*Your instructions:* Everything from the line with "Could you please mark the blue" through the last line of the records below should be copied exactly, both ends included.

(Collection entries)
━━━━━━━━━━━━━━━━━━━━

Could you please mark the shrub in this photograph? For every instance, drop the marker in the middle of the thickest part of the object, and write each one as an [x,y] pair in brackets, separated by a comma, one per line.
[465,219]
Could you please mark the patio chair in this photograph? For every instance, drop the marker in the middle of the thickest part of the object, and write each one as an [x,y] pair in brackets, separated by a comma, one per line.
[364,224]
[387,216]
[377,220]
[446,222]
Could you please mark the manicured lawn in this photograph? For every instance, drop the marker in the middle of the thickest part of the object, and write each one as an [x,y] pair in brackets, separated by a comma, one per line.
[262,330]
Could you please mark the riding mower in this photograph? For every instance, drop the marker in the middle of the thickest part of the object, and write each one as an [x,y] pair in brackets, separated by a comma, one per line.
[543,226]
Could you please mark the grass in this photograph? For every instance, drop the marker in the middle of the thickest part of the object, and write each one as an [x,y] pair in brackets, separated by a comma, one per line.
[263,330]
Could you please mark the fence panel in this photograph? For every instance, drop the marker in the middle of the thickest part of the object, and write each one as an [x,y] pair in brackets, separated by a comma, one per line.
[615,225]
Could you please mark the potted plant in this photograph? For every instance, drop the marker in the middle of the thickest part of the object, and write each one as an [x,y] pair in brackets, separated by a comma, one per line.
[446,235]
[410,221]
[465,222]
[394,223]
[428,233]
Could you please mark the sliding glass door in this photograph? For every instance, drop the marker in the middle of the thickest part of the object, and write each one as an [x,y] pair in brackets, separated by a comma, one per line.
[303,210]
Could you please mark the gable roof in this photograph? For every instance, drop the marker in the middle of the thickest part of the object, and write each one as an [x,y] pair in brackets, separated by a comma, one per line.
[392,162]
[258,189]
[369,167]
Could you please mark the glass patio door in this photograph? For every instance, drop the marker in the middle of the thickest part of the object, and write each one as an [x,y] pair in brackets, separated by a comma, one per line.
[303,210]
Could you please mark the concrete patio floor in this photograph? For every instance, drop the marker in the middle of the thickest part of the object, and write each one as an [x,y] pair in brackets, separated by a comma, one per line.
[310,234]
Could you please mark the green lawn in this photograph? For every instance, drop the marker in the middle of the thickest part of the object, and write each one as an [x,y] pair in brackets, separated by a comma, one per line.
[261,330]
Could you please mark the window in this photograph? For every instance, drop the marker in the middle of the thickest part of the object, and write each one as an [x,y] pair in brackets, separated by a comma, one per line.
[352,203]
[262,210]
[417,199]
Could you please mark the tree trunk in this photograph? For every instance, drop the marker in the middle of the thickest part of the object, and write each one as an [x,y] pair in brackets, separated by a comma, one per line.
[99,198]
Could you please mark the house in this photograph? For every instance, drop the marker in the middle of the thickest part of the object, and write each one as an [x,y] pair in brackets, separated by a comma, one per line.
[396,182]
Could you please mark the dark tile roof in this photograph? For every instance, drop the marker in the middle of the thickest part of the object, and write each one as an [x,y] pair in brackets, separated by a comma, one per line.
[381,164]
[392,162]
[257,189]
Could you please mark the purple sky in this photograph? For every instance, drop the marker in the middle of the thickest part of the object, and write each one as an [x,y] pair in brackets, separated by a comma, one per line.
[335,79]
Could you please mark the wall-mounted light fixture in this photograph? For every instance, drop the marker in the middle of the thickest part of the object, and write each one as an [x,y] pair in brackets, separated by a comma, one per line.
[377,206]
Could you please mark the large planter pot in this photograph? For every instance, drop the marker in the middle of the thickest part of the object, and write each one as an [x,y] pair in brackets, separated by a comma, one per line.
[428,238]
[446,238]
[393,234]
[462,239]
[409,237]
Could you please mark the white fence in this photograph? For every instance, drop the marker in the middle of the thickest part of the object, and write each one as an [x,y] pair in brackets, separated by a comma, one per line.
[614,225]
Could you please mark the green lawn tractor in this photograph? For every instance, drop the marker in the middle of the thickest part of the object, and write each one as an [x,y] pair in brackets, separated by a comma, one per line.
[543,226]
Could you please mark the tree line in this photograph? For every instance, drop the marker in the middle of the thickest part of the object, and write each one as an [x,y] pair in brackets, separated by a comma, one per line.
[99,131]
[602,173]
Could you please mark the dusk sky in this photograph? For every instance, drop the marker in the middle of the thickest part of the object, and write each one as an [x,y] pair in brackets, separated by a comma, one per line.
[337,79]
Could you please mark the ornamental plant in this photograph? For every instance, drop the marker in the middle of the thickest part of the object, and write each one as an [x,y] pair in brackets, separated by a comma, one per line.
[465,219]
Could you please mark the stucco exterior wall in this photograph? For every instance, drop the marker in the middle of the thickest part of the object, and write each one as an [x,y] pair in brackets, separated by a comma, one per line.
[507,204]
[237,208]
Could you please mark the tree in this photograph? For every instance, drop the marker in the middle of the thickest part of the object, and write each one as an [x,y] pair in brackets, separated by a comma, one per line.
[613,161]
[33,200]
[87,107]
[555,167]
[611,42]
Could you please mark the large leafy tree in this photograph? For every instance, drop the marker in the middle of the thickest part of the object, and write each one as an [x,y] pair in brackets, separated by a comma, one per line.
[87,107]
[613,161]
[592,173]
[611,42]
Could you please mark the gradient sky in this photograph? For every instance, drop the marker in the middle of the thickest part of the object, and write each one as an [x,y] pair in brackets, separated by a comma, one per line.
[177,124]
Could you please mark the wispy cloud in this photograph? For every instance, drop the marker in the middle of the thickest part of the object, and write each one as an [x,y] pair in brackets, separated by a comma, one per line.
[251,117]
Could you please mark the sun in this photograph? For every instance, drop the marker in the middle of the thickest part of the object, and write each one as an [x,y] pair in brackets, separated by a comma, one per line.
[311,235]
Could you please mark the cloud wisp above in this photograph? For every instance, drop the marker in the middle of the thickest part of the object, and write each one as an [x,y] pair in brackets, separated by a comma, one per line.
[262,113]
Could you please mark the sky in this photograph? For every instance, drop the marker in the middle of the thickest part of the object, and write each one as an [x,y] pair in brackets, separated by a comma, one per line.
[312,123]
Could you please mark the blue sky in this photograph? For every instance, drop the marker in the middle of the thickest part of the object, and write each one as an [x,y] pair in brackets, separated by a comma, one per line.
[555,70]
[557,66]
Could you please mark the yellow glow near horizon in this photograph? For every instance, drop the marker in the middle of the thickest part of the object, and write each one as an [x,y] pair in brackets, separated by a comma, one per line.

━━━━━━━━━━━━━━━━━━━━

*Finished task:*
Could you please mark the blue sky in this photograph? For every instance, drop the marker in the middle of the thickest part of the object, and write each one as an [x,y] pair in brackets, separated by a comma, one per line.
[555,70]
[557,66]
Could you please mark the yellow glow near horizon in this photograph? For every instance, drop the marker in the middle of the thickest part of the object, and write each one as an [x,y] pair in brackets, separated by a comma, one per line.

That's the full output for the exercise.